→ **Source text**:
*****
A CANBERRA composer scarcely-known here has been named as one of the frontrunners in Australia’s foremost classical music awards this year.
Heather Percy has been nominated for an Art Music Award for her choral composition “Three Night Songs”, performed on June 24 in collaboration with Sydney Chamber Choir and its director, Sam Allchurch.
“Three Night Songs” was written in isolation in NZ, where she was stranded during the pandemic.
Presented annually by APRA AMCOS and the Australian Music Centre, the awards, to be announced on August 15, acknowledge the achievements of composers, performers, educators and leaders in contemporary classical music, jazz, improvisation, sound art and experimental music. Last year the electroacoustic/sound art prize was awarded to Canberra experimental music artist Shoeb Ahmed.
As long-time head of music at Canberra Grammar junior school, it was mostly through working with boys that she became a composer.
Her first composition was for U3A Canberra and her first major instrumental work was composed for former ANU flautist Virginia Taylor, recorded in 2019 with Daniel de Borah on piano and broadcast on ABC Classic FM.
As well, on the request of the Young Music Society’s Stephen Leek she started a children’s choir for YMS in 2016 and has recently composed a work for cello and guitar, which is being recorded by guitarist Steve Allen and cellist David Pereira.
Having now left teaching, she is determined to increase her musical output – the surprise nomination for an Art Music Award helps.
Hers is a musical family. Husband Jack is a sax player with the Blamey Street Big Band and also chairperson of The Song Company in Sydney, while their son Edward, 11, is a member of the Luminescence Chamber Choir and a budding classical guitarist.
Percy began life as “a diehard music person”, singing in choirs such as the Sydney Conservatorium Chamber Choir studying piano at The Con under Igor Hmelnitsky then, after graduating, moving from being a chorister to holding the baton.
She originally came to Canberra to teach at Grammar, spent a few months getting used to boys and their voices, and found she liked it and, after marrying, settled here.
Heavily influenced by the Carl Orff Approach, which engages children’s minds and bodies through singing, dancing, acting and percussion, she soon felt that it was better to turn the musical classroom into a more creative space for the boys.
“It was like a snowball; my improvisation became better and better, I enjoyed teaching the boys, I enjoyed being engaged,” she says.
She taught and rehearsed choirs, sometimes doing 11-to-12-hour days but all the while gaining confidence as a musician, while winning a swag of awards with her choirs, including the Australasian Open Choral Championship. One choir performed a commemoration service at the Somme.
In 2005, she won a Churchill Fellowship to study elite choral programs at Cambridge and St Paul’s Cathedral, cementing her love of sacred music.
“I still handwrite all my manuscripts, but to a composer, the computer is your friend,” she says, describing the back-and-forth communication throughout lockdown with the ABC and Sam Allchurch, who’d been engaged to record works for her masters of music composition portfolio.
As a teenager, her first experience of listening to Renaissance polyphonic music saw her “mesmerised by the modality and the seamless quality”. But she says she also takes her bearings from modern composers such as Britten, Holst and Paul Stanhope, who became her supervisor for her masters.
*****
→ **Record extracts**:
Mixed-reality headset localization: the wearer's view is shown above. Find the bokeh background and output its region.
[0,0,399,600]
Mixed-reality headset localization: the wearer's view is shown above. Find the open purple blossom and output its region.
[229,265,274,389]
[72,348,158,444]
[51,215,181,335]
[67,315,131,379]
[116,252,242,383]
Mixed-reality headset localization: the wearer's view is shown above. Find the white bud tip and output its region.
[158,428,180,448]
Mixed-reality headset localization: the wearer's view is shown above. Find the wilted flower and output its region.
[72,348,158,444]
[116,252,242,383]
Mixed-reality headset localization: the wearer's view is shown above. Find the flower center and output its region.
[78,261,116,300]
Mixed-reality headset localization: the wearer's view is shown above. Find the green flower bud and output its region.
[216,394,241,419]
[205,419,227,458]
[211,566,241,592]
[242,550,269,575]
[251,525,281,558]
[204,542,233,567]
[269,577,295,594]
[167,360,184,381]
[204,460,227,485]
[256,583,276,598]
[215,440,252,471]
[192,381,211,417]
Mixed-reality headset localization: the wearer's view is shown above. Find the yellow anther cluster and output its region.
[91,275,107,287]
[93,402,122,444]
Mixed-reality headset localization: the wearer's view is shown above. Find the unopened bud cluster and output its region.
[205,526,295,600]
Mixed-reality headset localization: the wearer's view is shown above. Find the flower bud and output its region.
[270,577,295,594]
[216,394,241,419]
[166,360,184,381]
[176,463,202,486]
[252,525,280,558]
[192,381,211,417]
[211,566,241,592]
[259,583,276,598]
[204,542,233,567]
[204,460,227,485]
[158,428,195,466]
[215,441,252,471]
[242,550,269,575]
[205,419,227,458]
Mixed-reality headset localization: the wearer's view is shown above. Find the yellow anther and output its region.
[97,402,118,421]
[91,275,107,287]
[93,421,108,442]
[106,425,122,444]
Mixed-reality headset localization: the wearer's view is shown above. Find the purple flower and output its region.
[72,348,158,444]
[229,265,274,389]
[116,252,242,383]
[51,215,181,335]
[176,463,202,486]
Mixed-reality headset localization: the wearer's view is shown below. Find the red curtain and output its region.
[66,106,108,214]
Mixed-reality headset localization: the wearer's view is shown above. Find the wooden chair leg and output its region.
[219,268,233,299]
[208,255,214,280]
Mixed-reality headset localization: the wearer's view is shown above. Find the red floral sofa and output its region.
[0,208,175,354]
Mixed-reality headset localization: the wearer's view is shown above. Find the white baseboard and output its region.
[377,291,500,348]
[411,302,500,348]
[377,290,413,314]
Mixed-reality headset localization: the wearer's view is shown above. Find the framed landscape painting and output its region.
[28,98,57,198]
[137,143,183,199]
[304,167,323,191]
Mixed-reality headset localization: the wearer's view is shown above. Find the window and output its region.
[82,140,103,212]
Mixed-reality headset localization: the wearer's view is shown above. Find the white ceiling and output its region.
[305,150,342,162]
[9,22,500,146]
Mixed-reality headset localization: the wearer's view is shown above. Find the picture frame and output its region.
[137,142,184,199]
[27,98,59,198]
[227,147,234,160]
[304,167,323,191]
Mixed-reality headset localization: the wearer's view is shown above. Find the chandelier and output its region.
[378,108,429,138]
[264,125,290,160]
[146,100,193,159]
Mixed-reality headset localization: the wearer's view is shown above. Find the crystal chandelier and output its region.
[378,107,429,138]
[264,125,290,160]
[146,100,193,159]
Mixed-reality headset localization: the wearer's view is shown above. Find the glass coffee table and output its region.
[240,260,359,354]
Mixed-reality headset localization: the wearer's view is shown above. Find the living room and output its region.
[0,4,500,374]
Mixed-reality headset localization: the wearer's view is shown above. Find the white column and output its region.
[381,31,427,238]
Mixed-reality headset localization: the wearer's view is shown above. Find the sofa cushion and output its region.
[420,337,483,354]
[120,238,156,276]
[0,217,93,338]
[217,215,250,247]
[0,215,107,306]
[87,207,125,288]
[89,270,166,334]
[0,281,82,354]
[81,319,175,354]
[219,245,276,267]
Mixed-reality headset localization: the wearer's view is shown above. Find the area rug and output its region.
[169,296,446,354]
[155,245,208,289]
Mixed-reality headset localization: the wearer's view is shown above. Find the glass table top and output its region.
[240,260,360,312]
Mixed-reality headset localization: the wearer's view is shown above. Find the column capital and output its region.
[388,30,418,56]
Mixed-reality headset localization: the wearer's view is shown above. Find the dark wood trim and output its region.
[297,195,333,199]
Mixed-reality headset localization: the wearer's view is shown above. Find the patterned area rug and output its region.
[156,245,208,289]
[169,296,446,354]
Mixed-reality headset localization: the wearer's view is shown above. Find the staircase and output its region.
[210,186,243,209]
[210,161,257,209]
*****
→ **Task directions**: Transcribe the passage of the article on the Canberra composer between "As well, on" and "Music Award helps.", inclusive.

→ **Written response**:
As well, on the request of the Young Music Society’s Stephen Leek she started a children’s choir for YMS in 2016 and has recently composed a work for cello and guitar, which is being recorded by guitarist Steve Allen and cellist David Pereira.
Having now left teaching, she is determined to increase her musical output – the surprise nomination for an Art Music Award helps.